(Dataset items)
====================
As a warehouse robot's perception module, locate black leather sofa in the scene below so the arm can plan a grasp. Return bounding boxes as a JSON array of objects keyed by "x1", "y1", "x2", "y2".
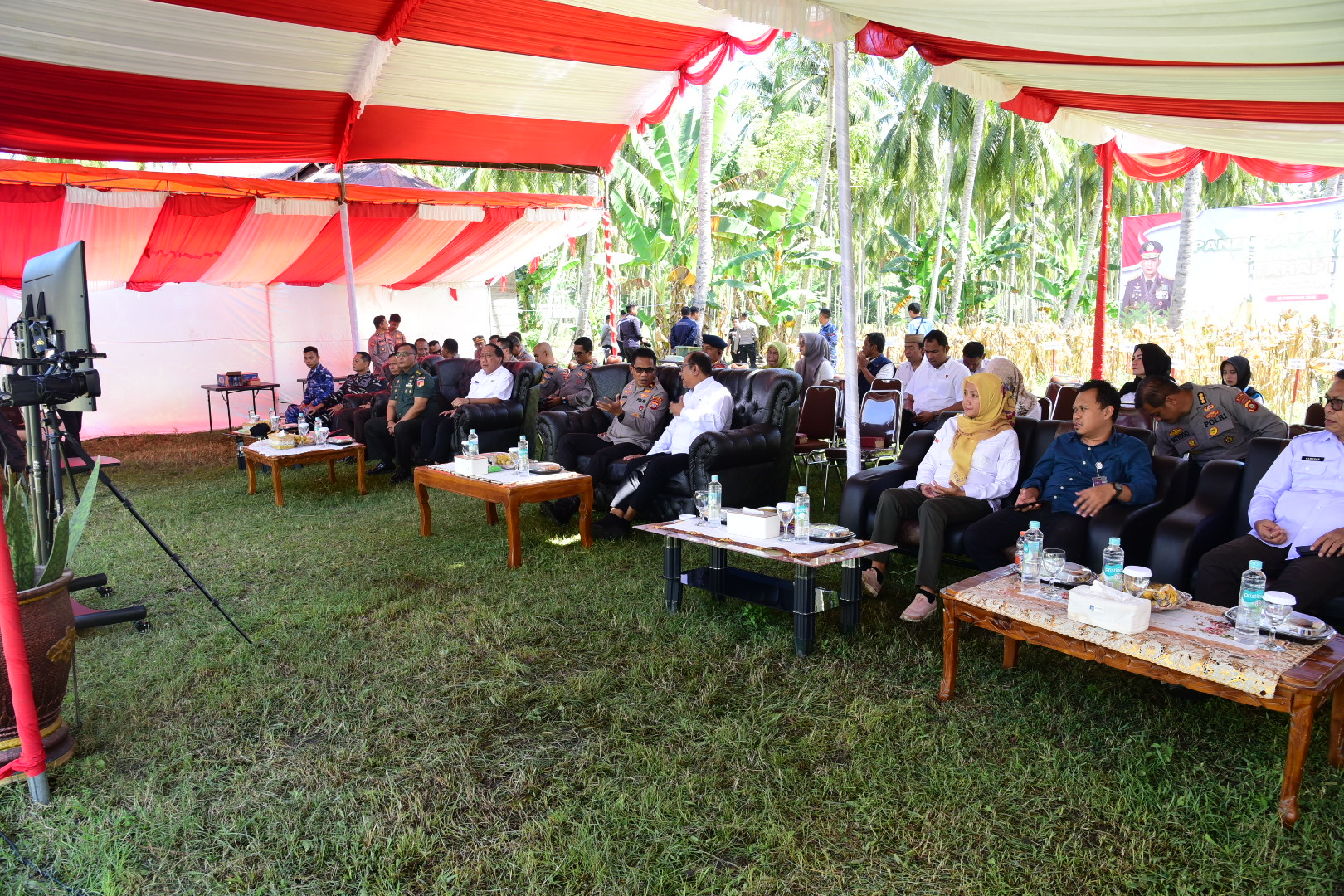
[
  {"x1": 434, "y1": 358, "x2": 542, "y2": 451},
  {"x1": 536, "y1": 364, "x2": 802, "y2": 520},
  {"x1": 840, "y1": 419, "x2": 1188, "y2": 568}
]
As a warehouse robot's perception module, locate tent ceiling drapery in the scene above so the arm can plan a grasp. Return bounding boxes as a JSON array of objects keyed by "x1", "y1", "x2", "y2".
[
  {"x1": 700, "y1": 0, "x2": 1344, "y2": 168},
  {"x1": 0, "y1": 161, "x2": 601, "y2": 291},
  {"x1": 0, "y1": 0, "x2": 774, "y2": 168}
]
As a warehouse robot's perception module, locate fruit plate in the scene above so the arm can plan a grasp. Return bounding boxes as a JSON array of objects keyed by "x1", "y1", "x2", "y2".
[
  {"x1": 1223, "y1": 607, "x2": 1339, "y2": 644},
  {"x1": 808, "y1": 523, "x2": 854, "y2": 544}
]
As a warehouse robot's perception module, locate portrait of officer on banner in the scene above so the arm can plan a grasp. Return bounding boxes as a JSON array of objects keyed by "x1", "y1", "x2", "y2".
[{"x1": 1119, "y1": 239, "x2": 1172, "y2": 312}]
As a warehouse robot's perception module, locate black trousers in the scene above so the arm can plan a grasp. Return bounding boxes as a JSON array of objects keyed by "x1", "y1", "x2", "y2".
[
  {"x1": 555, "y1": 432, "x2": 644, "y2": 484},
  {"x1": 1195, "y1": 534, "x2": 1344, "y2": 616},
  {"x1": 872, "y1": 489, "x2": 994, "y2": 592},
  {"x1": 965, "y1": 508, "x2": 1088, "y2": 572},
  {"x1": 900, "y1": 410, "x2": 941, "y2": 443},
  {"x1": 611, "y1": 454, "x2": 691, "y2": 512},
  {"x1": 364, "y1": 416, "x2": 425, "y2": 473}
]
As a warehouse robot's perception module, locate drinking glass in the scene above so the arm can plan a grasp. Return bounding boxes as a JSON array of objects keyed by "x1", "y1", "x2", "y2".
[
  {"x1": 1040, "y1": 548, "x2": 1064, "y2": 597},
  {"x1": 1259, "y1": 591, "x2": 1297, "y2": 653},
  {"x1": 1122, "y1": 567, "x2": 1153, "y2": 598},
  {"x1": 695, "y1": 489, "x2": 709, "y2": 527}
]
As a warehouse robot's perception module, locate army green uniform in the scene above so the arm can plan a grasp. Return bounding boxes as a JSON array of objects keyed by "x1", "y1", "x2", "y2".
[
  {"x1": 364, "y1": 365, "x2": 438, "y2": 478},
  {"x1": 1153, "y1": 382, "x2": 1288, "y2": 466}
]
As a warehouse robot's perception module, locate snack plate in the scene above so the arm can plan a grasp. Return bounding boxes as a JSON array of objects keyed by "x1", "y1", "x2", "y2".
[
  {"x1": 1223, "y1": 607, "x2": 1339, "y2": 644},
  {"x1": 808, "y1": 523, "x2": 855, "y2": 544}
]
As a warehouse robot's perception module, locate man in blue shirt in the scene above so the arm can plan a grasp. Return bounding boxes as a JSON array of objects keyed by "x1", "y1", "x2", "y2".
[
  {"x1": 670, "y1": 305, "x2": 700, "y2": 349},
  {"x1": 1195, "y1": 371, "x2": 1344, "y2": 614},
  {"x1": 967, "y1": 380, "x2": 1157, "y2": 571},
  {"x1": 817, "y1": 308, "x2": 840, "y2": 364}
]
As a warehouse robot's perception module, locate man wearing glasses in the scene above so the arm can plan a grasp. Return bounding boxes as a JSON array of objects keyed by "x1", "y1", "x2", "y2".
[
  {"x1": 542, "y1": 346, "x2": 668, "y2": 525},
  {"x1": 1196, "y1": 371, "x2": 1344, "y2": 614}
]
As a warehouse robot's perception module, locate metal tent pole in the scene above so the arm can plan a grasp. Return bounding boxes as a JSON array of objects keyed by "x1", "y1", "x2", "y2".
[
  {"x1": 830, "y1": 41, "x2": 863, "y2": 475},
  {"x1": 340, "y1": 168, "x2": 362, "y2": 352}
]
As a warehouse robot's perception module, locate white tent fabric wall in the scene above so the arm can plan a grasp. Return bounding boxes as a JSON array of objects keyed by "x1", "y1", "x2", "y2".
[{"x1": 2, "y1": 284, "x2": 494, "y2": 438}]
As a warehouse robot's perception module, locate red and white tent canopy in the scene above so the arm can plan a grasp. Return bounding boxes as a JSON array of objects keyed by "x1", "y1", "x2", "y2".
[
  {"x1": 0, "y1": 0, "x2": 774, "y2": 168},
  {"x1": 702, "y1": 0, "x2": 1344, "y2": 169},
  {"x1": 0, "y1": 161, "x2": 602, "y2": 291}
]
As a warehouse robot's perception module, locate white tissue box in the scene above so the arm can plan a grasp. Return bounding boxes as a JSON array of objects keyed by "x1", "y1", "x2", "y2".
[
  {"x1": 453, "y1": 454, "x2": 490, "y2": 475},
  {"x1": 724, "y1": 508, "x2": 780, "y2": 540},
  {"x1": 1069, "y1": 582, "x2": 1153, "y2": 634}
]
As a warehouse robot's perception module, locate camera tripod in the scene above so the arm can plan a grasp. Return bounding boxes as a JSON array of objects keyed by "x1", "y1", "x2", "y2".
[{"x1": 24, "y1": 406, "x2": 253, "y2": 644}]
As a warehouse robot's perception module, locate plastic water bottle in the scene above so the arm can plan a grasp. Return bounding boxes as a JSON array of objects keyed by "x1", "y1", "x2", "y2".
[
  {"x1": 1101, "y1": 538, "x2": 1125, "y2": 590},
  {"x1": 793, "y1": 485, "x2": 811, "y2": 542},
  {"x1": 1021, "y1": 520, "x2": 1045, "y2": 594},
  {"x1": 1236, "y1": 560, "x2": 1264, "y2": 646}
]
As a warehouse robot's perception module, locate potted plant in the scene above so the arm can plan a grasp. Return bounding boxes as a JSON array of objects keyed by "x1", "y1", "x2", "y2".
[{"x1": 0, "y1": 462, "x2": 100, "y2": 781}]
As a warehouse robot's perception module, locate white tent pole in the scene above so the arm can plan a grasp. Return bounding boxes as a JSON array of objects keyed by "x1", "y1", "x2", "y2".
[
  {"x1": 830, "y1": 41, "x2": 863, "y2": 475},
  {"x1": 340, "y1": 169, "x2": 362, "y2": 352},
  {"x1": 695, "y1": 82, "x2": 713, "y2": 308}
]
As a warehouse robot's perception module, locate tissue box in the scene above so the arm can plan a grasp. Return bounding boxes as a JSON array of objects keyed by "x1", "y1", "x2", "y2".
[
  {"x1": 453, "y1": 454, "x2": 490, "y2": 475},
  {"x1": 726, "y1": 508, "x2": 780, "y2": 540},
  {"x1": 1069, "y1": 582, "x2": 1153, "y2": 634}
]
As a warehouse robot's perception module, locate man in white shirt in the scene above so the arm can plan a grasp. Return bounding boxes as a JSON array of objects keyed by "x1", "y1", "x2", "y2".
[
  {"x1": 426, "y1": 344, "x2": 514, "y2": 464},
  {"x1": 592, "y1": 352, "x2": 733, "y2": 538},
  {"x1": 897, "y1": 334, "x2": 923, "y2": 388},
  {"x1": 900, "y1": 329, "x2": 971, "y2": 442},
  {"x1": 1196, "y1": 371, "x2": 1344, "y2": 616}
]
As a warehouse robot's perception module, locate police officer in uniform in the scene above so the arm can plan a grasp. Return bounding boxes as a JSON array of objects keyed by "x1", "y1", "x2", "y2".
[
  {"x1": 542, "y1": 336, "x2": 597, "y2": 411},
  {"x1": 1136, "y1": 376, "x2": 1288, "y2": 466},
  {"x1": 542, "y1": 348, "x2": 668, "y2": 525},
  {"x1": 364, "y1": 344, "x2": 438, "y2": 482},
  {"x1": 1119, "y1": 239, "x2": 1172, "y2": 312}
]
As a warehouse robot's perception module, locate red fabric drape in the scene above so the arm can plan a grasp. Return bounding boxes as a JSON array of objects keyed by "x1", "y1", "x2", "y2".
[
  {"x1": 389, "y1": 208, "x2": 523, "y2": 290},
  {"x1": 126, "y1": 195, "x2": 254, "y2": 293},
  {"x1": 639, "y1": 30, "x2": 780, "y2": 134},
  {"x1": 0, "y1": 509, "x2": 47, "y2": 778},
  {"x1": 275, "y1": 202, "x2": 416, "y2": 286},
  {"x1": 1093, "y1": 139, "x2": 1116, "y2": 380},
  {"x1": 0, "y1": 184, "x2": 66, "y2": 289}
]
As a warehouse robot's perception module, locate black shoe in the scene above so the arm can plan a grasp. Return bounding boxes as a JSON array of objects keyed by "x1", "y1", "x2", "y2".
====================
### GIVEN REQUEST
Reproduce the lines from the one containing "As a warehouse robot's perception module, locate tissue" to the end of the entries, keeping both ends and adding nothing.

### COMPLETE ANSWER
As a warehouse robot's perception module, locate tissue box in the scene above so the arm can plan a grasp. Return bounding boxes as a JSON array of objects keyed by "x1", "y1", "x2", "y2".
[
  {"x1": 453, "y1": 454, "x2": 490, "y2": 475},
  {"x1": 726, "y1": 508, "x2": 780, "y2": 540},
  {"x1": 1069, "y1": 582, "x2": 1153, "y2": 634}
]
As a warehouse robot's perception module, locate man in white shirt in the scene above so the arm can plan a grasp. Return bounding boxes as a JSON array of objects keyed by "x1", "y1", "x2", "y2".
[
  {"x1": 426, "y1": 344, "x2": 514, "y2": 464},
  {"x1": 592, "y1": 352, "x2": 733, "y2": 538},
  {"x1": 897, "y1": 334, "x2": 923, "y2": 388},
  {"x1": 900, "y1": 329, "x2": 971, "y2": 442},
  {"x1": 1196, "y1": 371, "x2": 1344, "y2": 616}
]
As a warehouse robot's perception module, locate police officer in uniform in the scene above so the arm can plan a grasp. Return bounding boxes as a JSON array of objects keyed by "x1", "y1", "x2", "y2".
[
  {"x1": 542, "y1": 336, "x2": 597, "y2": 411},
  {"x1": 1136, "y1": 376, "x2": 1288, "y2": 466},
  {"x1": 542, "y1": 348, "x2": 668, "y2": 525},
  {"x1": 364, "y1": 344, "x2": 438, "y2": 482},
  {"x1": 1119, "y1": 239, "x2": 1172, "y2": 312}
]
As a warehouse robot's perception module, locate red fabric drape in the scene above so the arm can plan a grasp. Return bounding boxes as a JSON array of objects keyed by "x1", "y1", "x2", "y2".
[
  {"x1": 389, "y1": 208, "x2": 523, "y2": 290},
  {"x1": 126, "y1": 195, "x2": 254, "y2": 293},
  {"x1": 639, "y1": 30, "x2": 780, "y2": 134},
  {"x1": 0, "y1": 509, "x2": 47, "y2": 778},
  {"x1": 275, "y1": 202, "x2": 416, "y2": 286},
  {"x1": 1093, "y1": 139, "x2": 1116, "y2": 380},
  {"x1": 0, "y1": 184, "x2": 66, "y2": 289}
]
As a warehouse robot's perception module, locate black shoe in the scene above so the arm can plan a grasp. Return bounding boxes as a JSON array of objects keyed by "x1", "y1", "x2", "y2".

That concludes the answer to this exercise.